Exercise 1:
Answer these questions using the passage on immune aging:
(a) What does Cohen liken inflammation to?
(b) According to Vaccari, which three measures "would go the longest way possible for a healthy lifestyle"?
(c) According to Cohen, who could adopt more targeted approaches to address the root causes of inflammation?
Exercise 2: Reproduce word for word the part of the passage on immune aging that opens with the words "The fire alarm may" and closes with "inflammation, Cohen says.".
Exercise 3: Write the next part of the passage on immune aging, following on from its last sentence.

Provided text:
_____

There may be underlying commonalities to immune ageing, but how they manifest may depend on the context, says Cohen, who wrote a recent review.
“We should not think of inflammation as a problem in and of itself,” says Cohen, who likens it to a fire alarm.
The fire alarm may not be pleasant, but often it indicates that something isn’t going well in the building, he says. But “none of this means you don’t want the fire alarm system installed or that you want to deactivate it,” Cohen says.
How to manage inflammageing
A healthier lifestyle in your younger years will benefit you in your older years.
“Life is interesting in that sometimes it starts sending you a bill for the things you did 20 years earlier,” Vaccari says.
Older people who already have high inflammation could adopt more targeted approaches to address the root causes of inflammation, Cohen says.
Controlling blood pressure, reducing visceral fat and managing blood sugar levels “would go the longest way possible for a healthy lifestyle”, Vaccari says.

_____

(Referring expression data)
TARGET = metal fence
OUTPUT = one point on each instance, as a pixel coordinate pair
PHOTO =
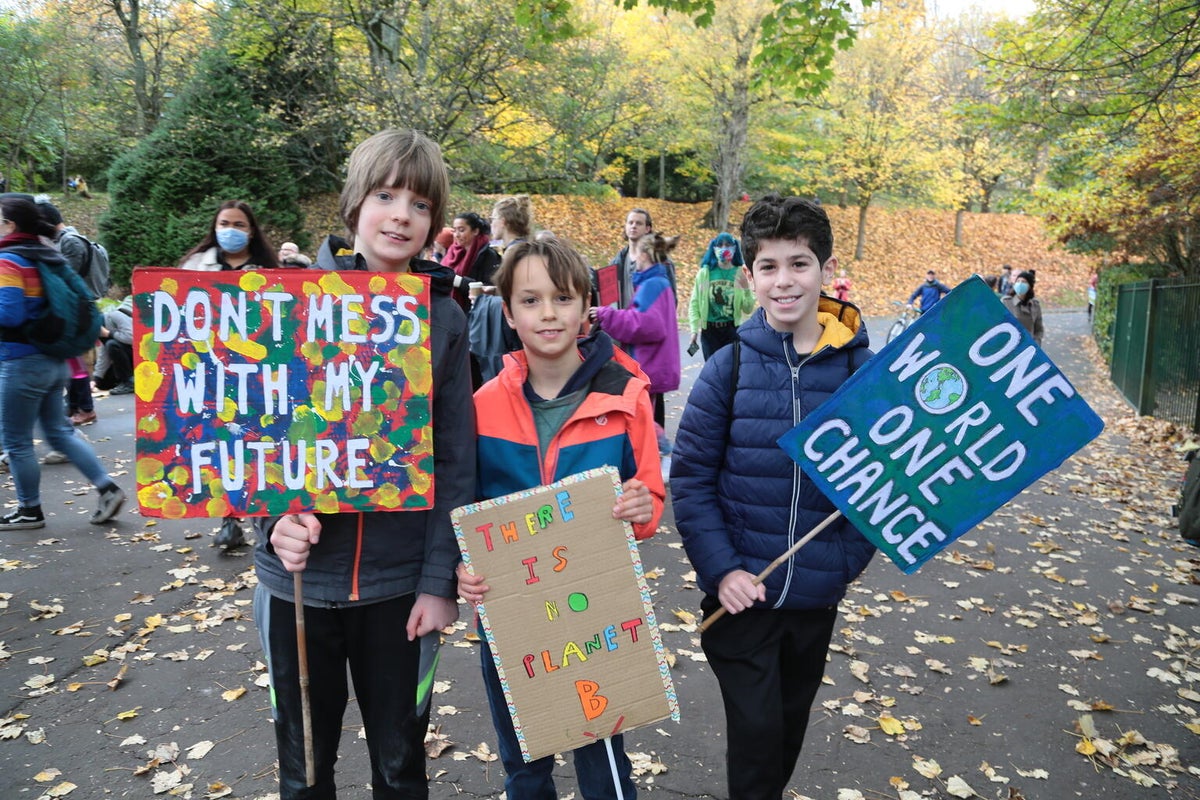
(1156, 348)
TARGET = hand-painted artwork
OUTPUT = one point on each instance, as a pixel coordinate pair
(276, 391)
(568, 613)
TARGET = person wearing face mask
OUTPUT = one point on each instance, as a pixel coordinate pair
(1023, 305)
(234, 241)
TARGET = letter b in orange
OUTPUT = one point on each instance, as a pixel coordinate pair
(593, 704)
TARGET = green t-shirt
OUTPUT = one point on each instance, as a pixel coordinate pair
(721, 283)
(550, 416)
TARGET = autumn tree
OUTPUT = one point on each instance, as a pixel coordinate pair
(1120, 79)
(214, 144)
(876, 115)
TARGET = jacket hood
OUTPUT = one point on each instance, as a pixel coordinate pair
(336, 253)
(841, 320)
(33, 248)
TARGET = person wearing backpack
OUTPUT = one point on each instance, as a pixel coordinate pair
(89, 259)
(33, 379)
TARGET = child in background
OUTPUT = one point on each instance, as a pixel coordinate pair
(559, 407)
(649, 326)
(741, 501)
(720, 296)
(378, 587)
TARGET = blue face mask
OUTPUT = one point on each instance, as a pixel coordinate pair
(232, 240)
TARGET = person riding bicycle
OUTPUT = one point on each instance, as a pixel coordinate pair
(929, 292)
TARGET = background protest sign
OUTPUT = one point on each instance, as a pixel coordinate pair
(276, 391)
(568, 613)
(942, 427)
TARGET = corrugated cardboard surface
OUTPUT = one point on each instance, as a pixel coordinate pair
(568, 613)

_____

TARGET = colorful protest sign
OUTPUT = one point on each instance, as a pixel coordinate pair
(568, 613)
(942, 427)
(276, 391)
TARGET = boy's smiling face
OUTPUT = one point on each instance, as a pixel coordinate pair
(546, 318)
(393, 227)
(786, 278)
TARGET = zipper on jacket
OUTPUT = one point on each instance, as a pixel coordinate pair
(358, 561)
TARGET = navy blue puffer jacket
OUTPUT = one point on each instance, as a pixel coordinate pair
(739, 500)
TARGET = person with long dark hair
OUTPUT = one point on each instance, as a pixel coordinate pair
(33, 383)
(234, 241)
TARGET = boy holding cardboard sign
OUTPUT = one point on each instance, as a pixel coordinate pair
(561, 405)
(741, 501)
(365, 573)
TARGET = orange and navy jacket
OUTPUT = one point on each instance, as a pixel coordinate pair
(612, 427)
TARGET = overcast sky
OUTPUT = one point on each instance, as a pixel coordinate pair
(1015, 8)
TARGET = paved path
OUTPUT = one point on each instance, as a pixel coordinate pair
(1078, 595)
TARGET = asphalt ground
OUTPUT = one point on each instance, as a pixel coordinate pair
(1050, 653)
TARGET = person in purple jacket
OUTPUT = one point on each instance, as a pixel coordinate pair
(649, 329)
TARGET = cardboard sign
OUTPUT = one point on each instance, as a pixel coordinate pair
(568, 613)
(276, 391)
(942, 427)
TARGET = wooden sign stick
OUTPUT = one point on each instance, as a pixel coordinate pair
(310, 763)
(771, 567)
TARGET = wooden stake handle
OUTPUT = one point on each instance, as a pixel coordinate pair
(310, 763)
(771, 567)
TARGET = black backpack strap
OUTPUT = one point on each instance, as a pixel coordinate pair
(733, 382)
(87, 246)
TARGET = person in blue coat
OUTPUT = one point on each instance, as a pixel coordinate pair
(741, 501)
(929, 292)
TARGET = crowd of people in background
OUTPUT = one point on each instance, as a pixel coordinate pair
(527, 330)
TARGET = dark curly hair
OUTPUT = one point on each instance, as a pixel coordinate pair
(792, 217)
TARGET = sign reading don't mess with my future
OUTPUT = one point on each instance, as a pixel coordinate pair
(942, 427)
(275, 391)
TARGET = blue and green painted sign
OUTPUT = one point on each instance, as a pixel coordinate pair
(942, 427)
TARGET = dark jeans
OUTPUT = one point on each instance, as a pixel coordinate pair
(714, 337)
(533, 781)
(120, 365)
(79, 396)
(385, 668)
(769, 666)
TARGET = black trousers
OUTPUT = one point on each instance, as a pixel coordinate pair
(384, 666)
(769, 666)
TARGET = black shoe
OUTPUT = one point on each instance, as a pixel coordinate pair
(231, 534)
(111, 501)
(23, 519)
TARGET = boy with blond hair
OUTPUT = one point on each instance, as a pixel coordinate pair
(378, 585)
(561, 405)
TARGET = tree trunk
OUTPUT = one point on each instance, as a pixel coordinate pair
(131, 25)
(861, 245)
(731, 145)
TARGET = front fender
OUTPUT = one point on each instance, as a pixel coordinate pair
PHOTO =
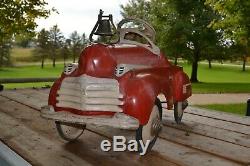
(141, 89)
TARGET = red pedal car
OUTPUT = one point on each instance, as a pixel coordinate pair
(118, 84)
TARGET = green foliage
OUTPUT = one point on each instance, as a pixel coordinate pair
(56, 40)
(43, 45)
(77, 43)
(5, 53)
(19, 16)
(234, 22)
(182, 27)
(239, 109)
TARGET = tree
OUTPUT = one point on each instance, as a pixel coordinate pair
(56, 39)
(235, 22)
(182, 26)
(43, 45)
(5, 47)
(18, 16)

_____

Result 1:
(a) A fire alarm.
(b) Controlling blood pressure, reducing visceral fat and managing blood sugar levels.
(c) Older people who already have high inflammation.

Result 2:
The fire alarm may not be pleasant, but often it indicates that something isn’t going well in the building, he says. But “none of this means you don’t want the fire alarm system installed or that you want to deactivate it,” Cohen says.
How to manage inflammageing
A healthier lifestyle in your younger years will benefit you in your older years.
“Life is interesting in that sometimes it starts sending you a bill for the things you did 20 years earlier,” Vaccari says.
Older people who already have high inflammation could adopt more targeted approaches to address the root causes of inflammation, Cohen says.

Result 3:
There is not enough evidence to recommend a particular diet, Dixit says, but managing caloric intake may be helpful because caloric restriction is linked to longevity and health. In a recent preprint study, which has not been peer-reviewed yet, Dixit and his colleagues report that reducing caloric intake by 14 per cent could reduce a key immune marker important to inflammation.
Stay nourished, but “it doesn’t hurt every now and then to feel hungry”, Vaccari says.
Don’t take sleep for granted because it “helps the brain get rid of toxins”, he adds.